After about 1 1/2 hours, crews had bored 45 feet toward the 4-foot-high chamber where the men were believed trapped. Rescuers hoped to use the 2 1/2-foot-wide shaft to pull survivors out of the mine 55 miles southeast of Pittsburgh.

Megan Mento, 9, and her mother, Nicole Mento, holding her other
child, Jimmy, pray near where nine coal miners are trapped in a
mine in Somerset, Pa. Rescuers brought in a huge drill Thursday to
try to save the coal miners trapped 240 feet underground in a dark
shaft filling up rapidly with millions of gallons of cold water.

Megan Mento, 9, and her mother, Nicole Mento, holding her other child, Jimmy, pray near where nine coal miners are trapped in a mine in Somerset, Pa. Rescuers brought in a huge drill Thursday to try to save the coal miners trapped 240 feet underground in a dark shaft filling up rapidly with millions of gallons of cold water.

Rescuers also were pumping air into the tiny chamber through a much smaller hole, hoping it would buy them enough time to save the miners who have been trapped since 9 p.m. Wednesday.

"We still believe there are miners alive. We obviously don't know how many," said David Hess, Pennsylvania secretary of environmental protection. "This is a very tricky and dangerous situation, and I don't want to raise expectations."

Twenty-four hours after the accident, noise and dust rose from the site, which was illuminated by bright floodlights. Medical personnel were standing by. Neighbors sat on a fence to watch the rescue efforts.

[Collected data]
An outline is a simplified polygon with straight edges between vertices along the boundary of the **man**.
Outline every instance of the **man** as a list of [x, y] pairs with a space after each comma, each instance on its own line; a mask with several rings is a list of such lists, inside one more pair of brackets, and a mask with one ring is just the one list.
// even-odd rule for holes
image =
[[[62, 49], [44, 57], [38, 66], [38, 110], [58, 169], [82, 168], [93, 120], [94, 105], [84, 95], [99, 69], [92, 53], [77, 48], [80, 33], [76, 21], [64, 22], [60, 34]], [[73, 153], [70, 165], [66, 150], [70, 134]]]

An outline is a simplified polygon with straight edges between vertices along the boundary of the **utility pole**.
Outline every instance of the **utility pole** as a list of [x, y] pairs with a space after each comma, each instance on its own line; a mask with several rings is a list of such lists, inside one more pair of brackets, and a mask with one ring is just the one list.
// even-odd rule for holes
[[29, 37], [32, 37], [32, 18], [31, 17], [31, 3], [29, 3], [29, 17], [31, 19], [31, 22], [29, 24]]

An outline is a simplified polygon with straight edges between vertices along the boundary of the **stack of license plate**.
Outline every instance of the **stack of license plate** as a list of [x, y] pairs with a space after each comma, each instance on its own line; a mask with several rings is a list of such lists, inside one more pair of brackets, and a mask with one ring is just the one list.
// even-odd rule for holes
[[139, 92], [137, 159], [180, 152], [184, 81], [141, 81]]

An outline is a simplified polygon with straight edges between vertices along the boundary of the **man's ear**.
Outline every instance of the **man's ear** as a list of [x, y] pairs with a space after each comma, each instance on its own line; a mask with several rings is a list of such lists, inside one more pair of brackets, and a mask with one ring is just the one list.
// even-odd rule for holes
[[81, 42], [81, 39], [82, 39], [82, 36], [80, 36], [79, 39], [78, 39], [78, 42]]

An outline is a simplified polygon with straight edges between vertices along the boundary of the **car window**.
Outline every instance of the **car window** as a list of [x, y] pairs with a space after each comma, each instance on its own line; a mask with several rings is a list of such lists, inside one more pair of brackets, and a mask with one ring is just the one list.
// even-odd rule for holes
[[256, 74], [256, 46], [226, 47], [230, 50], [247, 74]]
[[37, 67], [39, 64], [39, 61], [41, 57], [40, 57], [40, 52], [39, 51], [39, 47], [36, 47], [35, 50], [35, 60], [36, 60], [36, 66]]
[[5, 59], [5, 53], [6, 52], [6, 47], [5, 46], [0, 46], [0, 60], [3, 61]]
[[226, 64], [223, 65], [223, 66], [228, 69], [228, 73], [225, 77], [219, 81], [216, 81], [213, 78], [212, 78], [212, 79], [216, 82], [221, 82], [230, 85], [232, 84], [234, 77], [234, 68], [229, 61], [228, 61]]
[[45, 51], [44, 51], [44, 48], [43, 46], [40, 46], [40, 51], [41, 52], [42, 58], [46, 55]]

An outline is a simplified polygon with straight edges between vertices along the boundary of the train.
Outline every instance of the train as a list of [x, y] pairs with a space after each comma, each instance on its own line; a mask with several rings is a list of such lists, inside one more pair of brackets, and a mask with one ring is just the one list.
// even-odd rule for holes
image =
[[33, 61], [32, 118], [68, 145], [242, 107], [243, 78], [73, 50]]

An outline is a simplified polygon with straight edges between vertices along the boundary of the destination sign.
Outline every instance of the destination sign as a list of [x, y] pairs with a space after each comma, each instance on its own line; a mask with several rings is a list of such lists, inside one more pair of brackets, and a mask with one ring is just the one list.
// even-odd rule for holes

Exercise directions |
Continue the news report above about the trapped coal miners, starting right after its last sentence.

Your response |
"They're working feverishly. You can sense when people are determined and have their grit about them," said Gov. Mark Schweiker, who toured the site Thursday night.

The miners, ages 30 to 55, were trapped after apparently breaching the wall of a flooded and abandoned mine next to them, releasing more than 50 million gallons of water into the shaft where they were working.

The miners believed the old mine was still some 300 feet away, but their maps were incorrect, officials said.

It was unknown how high the water was in the shaft, but officials said cold water was rushing past them as they huddled in the dark. Between the water and an air temperature of no more than 60 degrees, rescuers feared the men could suffer hypothermia before they were rescued.

Joseph Sbaffoni of the state Bureau of Deep Mine Safety said the men were probably sitting in the cramped space, their lamps long since gone out.

"It's probably wet, cold and dark," he said. "Coal miners are a special breed. If anybody can get through it, a coal miner can."

The mine was opened in 2000 by Black Wolf Coal Inc. and it employs about 60 miners.